■ **Given task**
From the line containing "If you could tag the blue" to the end of the data, retype every line exactly and nothing else. Drop the pictures.

■ **Task material**
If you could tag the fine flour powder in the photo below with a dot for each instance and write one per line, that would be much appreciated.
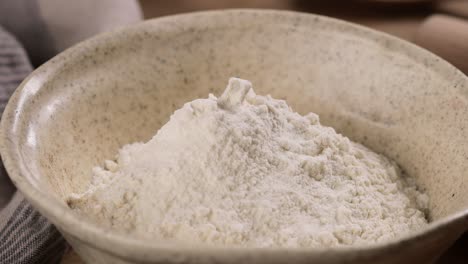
(245, 170)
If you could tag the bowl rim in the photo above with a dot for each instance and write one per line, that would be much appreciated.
(127, 247)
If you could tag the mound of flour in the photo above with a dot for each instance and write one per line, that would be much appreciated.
(245, 170)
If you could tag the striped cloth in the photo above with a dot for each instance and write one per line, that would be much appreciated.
(25, 236)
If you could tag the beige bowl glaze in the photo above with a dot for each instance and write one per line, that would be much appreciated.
(398, 99)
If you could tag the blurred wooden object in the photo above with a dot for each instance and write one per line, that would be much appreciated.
(454, 7)
(447, 37)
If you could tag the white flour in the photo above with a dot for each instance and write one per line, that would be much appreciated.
(246, 170)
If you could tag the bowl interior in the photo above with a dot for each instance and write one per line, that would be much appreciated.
(81, 107)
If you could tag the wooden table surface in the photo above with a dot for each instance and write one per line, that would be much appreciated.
(402, 20)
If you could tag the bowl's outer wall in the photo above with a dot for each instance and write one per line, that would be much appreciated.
(81, 107)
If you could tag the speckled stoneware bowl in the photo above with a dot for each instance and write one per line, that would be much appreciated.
(398, 99)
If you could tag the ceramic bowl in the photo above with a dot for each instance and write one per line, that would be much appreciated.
(82, 106)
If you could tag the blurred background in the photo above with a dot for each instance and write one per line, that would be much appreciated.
(438, 25)
(46, 27)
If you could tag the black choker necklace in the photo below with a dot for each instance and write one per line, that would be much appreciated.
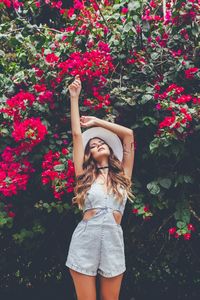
(102, 167)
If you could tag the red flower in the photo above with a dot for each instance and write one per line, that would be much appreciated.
(187, 236)
(51, 58)
(146, 209)
(31, 129)
(189, 73)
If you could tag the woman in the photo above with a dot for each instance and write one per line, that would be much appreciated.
(103, 160)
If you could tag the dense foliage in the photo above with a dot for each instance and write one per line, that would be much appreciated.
(139, 65)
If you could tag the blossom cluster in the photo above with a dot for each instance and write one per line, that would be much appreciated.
(58, 170)
(31, 130)
(14, 172)
(16, 107)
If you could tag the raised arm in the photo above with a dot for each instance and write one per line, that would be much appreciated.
(78, 151)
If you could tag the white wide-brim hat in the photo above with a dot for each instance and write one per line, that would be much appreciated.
(108, 136)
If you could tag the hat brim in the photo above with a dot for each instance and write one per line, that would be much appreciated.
(108, 136)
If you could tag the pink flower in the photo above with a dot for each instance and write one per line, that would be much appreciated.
(51, 58)
(187, 236)
(191, 227)
(124, 10)
(189, 73)
(172, 230)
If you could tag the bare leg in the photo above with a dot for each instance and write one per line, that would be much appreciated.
(85, 285)
(110, 287)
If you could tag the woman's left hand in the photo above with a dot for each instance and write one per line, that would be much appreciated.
(88, 121)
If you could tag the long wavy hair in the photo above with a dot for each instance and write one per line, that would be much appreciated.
(90, 172)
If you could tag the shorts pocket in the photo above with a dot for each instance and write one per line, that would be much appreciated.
(80, 228)
(114, 220)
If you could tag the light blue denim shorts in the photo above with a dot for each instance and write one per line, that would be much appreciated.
(97, 246)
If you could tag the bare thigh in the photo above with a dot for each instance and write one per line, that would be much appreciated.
(110, 287)
(85, 285)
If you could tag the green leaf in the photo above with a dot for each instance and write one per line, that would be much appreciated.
(155, 55)
(188, 179)
(165, 182)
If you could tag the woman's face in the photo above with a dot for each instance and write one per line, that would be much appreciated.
(99, 149)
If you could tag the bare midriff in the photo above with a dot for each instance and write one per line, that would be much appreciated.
(91, 212)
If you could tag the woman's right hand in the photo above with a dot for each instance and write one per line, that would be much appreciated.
(75, 87)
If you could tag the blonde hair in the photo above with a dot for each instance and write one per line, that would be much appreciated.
(90, 172)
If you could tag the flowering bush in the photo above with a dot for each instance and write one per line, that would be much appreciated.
(139, 65)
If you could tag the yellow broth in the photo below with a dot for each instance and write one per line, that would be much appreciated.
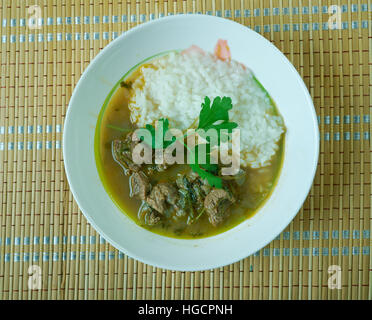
(256, 188)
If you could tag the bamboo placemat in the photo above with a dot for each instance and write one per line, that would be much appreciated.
(41, 224)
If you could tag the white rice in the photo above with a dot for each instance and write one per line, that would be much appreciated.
(176, 87)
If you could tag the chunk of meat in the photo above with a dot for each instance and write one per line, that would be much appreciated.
(216, 204)
(222, 50)
(152, 218)
(139, 185)
(122, 154)
(148, 215)
(163, 195)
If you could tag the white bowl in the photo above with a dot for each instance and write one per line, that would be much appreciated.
(276, 74)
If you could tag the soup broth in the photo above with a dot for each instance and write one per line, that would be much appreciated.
(252, 192)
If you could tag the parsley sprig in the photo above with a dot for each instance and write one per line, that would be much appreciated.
(212, 116)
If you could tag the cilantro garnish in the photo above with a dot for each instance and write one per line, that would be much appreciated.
(215, 116)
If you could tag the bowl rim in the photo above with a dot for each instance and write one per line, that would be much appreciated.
(75, 192)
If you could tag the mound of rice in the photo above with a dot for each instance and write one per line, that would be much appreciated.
(175, 86)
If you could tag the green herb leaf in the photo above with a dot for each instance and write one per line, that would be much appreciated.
(219, 111)
(206, 170)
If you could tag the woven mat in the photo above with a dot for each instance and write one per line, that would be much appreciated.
(41, 225)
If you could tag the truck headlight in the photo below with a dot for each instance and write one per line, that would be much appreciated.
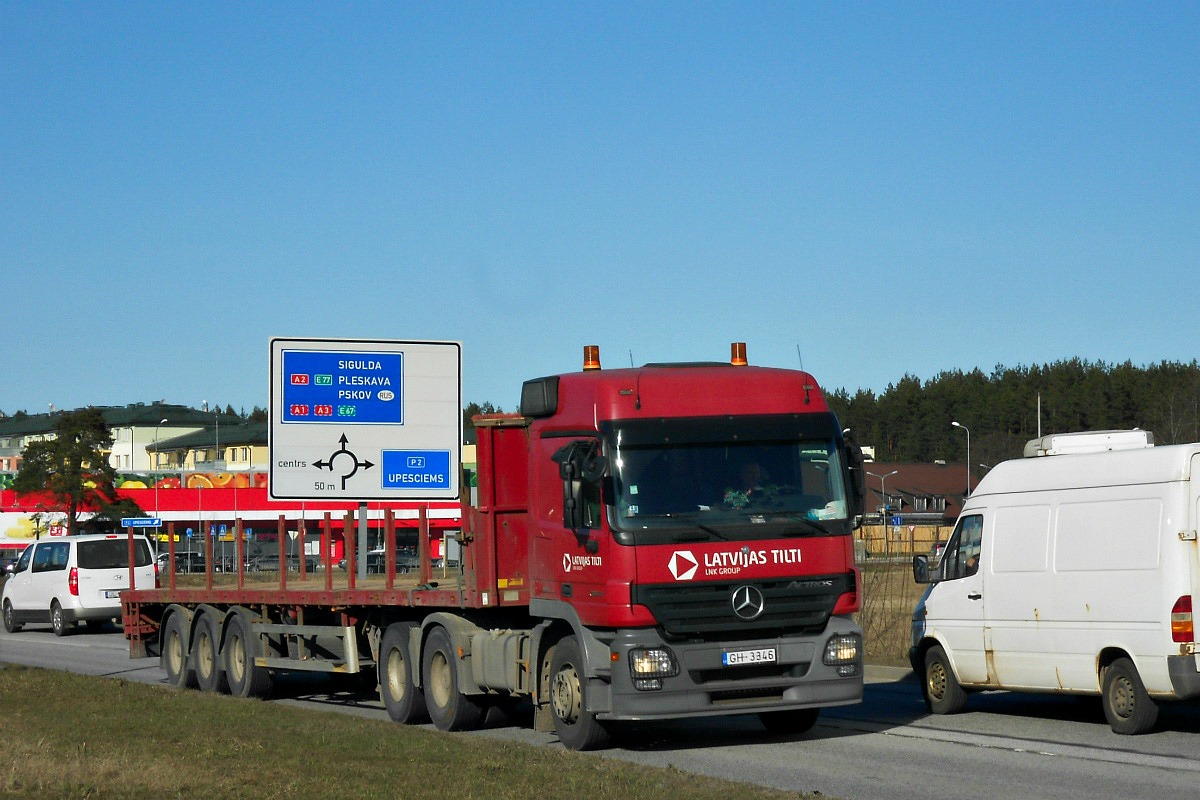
(649, 666)
(844, 651)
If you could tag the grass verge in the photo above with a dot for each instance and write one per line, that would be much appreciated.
(77, 737)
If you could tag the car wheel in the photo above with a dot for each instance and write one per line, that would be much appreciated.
(59, 620)
(1127, 705)
(943, 695)
(10, 618)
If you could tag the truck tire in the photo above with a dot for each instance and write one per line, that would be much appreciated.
(175, 659)
(397, 687)
(1127, 705)
(789, 722)
(207, 656)
(245, 678)
(59, 620)
(941, 689)
(10, 618)
(449, 708)
(576, 726)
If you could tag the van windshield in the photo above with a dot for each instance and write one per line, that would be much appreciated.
(113, 553)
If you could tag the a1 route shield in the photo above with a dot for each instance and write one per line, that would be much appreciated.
(365, 420)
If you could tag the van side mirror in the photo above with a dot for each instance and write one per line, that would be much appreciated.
(921, 569)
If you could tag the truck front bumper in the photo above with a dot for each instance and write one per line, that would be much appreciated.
(706, 685)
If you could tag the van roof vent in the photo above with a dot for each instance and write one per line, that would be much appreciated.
(1090, 441)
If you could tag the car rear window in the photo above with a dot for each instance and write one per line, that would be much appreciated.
(113, 553)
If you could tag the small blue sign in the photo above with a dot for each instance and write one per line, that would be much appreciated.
(409, 469)
(141, 522)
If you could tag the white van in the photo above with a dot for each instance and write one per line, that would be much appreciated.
(67, 579)
(1073, 571)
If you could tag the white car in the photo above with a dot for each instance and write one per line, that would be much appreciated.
(69, 579)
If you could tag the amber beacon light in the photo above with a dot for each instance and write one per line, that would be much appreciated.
(591, 356)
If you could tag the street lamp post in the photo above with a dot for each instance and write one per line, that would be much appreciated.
(156, 463)
(959, 425)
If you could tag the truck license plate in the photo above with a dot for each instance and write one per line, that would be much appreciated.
(739, 657)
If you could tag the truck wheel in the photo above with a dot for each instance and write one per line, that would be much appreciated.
(205, 655)
(59, 620)
(245, 678)
(174, 659)
(397, 687)
(576, 726)
(10, 618)
(449, 708)
(789, 722)
(943, 695)
(1127, 705)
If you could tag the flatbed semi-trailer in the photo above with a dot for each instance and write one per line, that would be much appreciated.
(657, 542)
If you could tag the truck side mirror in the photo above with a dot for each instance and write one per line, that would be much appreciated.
(580, 463)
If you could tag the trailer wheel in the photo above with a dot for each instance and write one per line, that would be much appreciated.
(1127, 705)
(449, 708)
(205, 655)
(174, 659)
(789, 722)
(10, 618)
(397, 687)
(245, 678)
(943, 695)
(576, 726)
(59, 620)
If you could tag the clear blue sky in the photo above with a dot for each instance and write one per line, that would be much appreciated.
(888, 188)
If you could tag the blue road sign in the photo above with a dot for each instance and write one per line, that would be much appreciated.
(141, 522)
(415, 469)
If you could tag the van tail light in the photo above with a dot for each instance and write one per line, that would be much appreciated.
(1181, 620)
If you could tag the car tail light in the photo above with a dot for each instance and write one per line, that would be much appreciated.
(1181, 620)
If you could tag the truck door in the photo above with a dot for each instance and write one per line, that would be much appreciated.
(955, 608)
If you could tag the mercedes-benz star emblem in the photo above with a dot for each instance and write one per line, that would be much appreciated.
(748, 602)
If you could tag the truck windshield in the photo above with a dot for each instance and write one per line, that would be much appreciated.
(723, 477)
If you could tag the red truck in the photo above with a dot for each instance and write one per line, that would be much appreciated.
(646, 543)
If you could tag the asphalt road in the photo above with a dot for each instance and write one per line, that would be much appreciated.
(886, 749)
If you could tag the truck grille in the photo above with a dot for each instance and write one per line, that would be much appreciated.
(707, 609)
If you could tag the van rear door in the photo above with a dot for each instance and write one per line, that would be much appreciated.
(103, 567)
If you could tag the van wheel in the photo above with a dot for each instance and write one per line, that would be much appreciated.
(245, 678)
(1127, 705)
(576, 726)
(59, 620)
(943, 695)
(10, 618)
(449, 708)
(205, 656)
(174, 654)
(397, 684)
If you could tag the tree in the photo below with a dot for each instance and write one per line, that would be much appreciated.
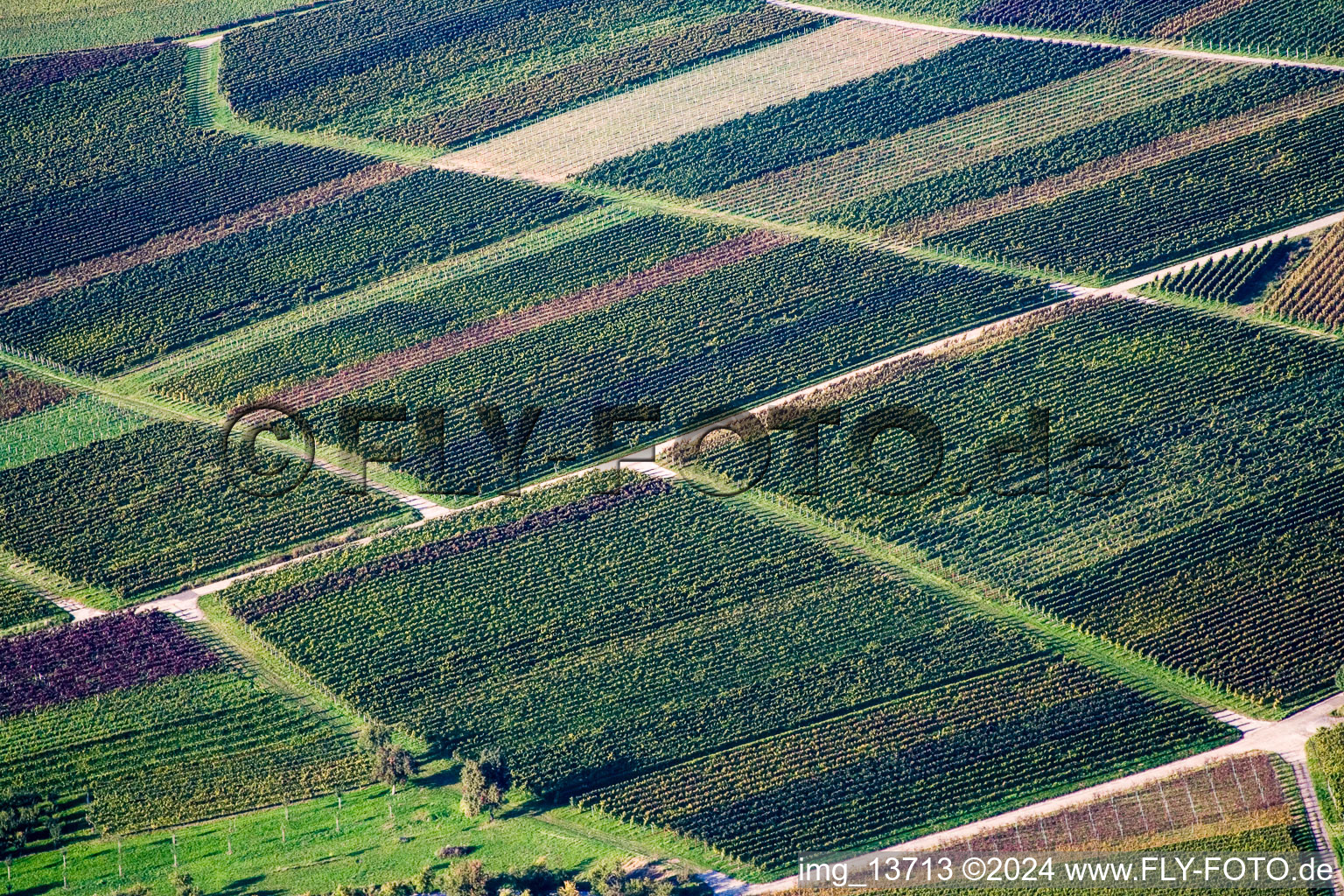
(183, 884)
(464, 878)
(393, 766)
(373, 737)
(484, 782)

■ **Solution**
If you could tag the blue road sign in the photo above with a dot for each instance and write one per line, that would be much appreciated.
(141, 522)
(415, 469)
If you could tag the van tail light in the photo above with a dot for each instance and write one per line, that would be much appreciated.
(1181, 620)
If you could tag the car tail light in the photo above with a dot for each instance and write one per line, that would be much appreciated.
(1181, 620)
If you could tag the truck door in the photo above with a dot for each instance and write one per line, that would be much appreciated.
(955, 608)
If you could tag the mercedes-benz star emblem in the photo above with a dot for each instance and write one per line, that would be much appreciated.
(748, 602)
If you could tag the truck windshield in the photo above with a dot for each instance and write one per line, that would be much appreciated.
(723, 477)
If you could tag the red truck in the photo above with a dot for each instance and write one per line, that would be much appreciated.
(646, 543)
If you could tag the asphalt road in the photo above with a dot for each instance and write one per line, that would be much appreciated.
(886, 749)
If you could tag the truck grille in the photo above with a dot for each instance and write one per line, that would be much appreciated.
(707, 609)
If you could tag the van rear door in the photo above with a dot for each instance and write one per line, that would be much appreciated.
(103, 567)
If you could tag the van wheel in the photo above with a dot for each instance and write one per line, that would be much appreciated.
(245, 678)
(1127, 705)
(576, 726)
(59, 620)
(943, 695)
(10, 618)
(449, 708)
(205, 656)
(174, 654)
(397, 684)
If you could tag the tree in the photo below with a dot for each instance and write one per line, that would be much appreciated.
(183, 884)
(464, 878)
(393, 766)
(373, 737)
(484, 782)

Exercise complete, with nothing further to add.